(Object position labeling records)
----------------
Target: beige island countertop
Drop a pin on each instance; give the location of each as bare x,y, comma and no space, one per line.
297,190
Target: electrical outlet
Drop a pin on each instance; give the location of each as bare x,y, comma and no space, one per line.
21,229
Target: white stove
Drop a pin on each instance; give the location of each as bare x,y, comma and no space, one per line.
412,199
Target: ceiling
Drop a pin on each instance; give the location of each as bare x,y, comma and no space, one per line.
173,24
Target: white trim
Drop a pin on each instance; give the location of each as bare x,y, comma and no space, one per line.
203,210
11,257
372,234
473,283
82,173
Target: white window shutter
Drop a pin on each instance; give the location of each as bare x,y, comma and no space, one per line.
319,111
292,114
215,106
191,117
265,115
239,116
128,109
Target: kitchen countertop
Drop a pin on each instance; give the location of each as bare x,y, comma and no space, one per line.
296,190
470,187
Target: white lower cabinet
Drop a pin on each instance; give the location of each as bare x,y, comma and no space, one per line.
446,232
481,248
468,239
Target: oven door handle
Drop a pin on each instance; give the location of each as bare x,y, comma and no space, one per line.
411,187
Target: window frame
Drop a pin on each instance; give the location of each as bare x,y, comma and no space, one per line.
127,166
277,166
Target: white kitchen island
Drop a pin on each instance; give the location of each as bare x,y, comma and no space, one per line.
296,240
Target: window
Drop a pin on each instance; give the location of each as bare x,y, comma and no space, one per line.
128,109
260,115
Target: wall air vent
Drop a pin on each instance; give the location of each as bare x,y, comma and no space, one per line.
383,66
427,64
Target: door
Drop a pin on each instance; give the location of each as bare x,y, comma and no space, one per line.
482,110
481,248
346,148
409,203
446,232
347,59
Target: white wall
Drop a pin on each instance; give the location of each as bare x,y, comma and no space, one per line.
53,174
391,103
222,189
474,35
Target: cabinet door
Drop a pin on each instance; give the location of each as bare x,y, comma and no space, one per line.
----------------
Output the lines of the records from the one containing "Target: white wall" down to the end of the records, inclusive, as a JSON list of strings with one string per line and blank lines omitted.

[
  "Target: white wall",
  "Drop a pin on each instance; give the location of each as bare x,y, comma and no space, one per line.",
  "53,174",
  "391,103",
  "222,189",
  "474,35",
  "Target: cabinet door",
  "Drop a pin on each instance; give the location of each as bare x,y, comma and no space, one per line."
]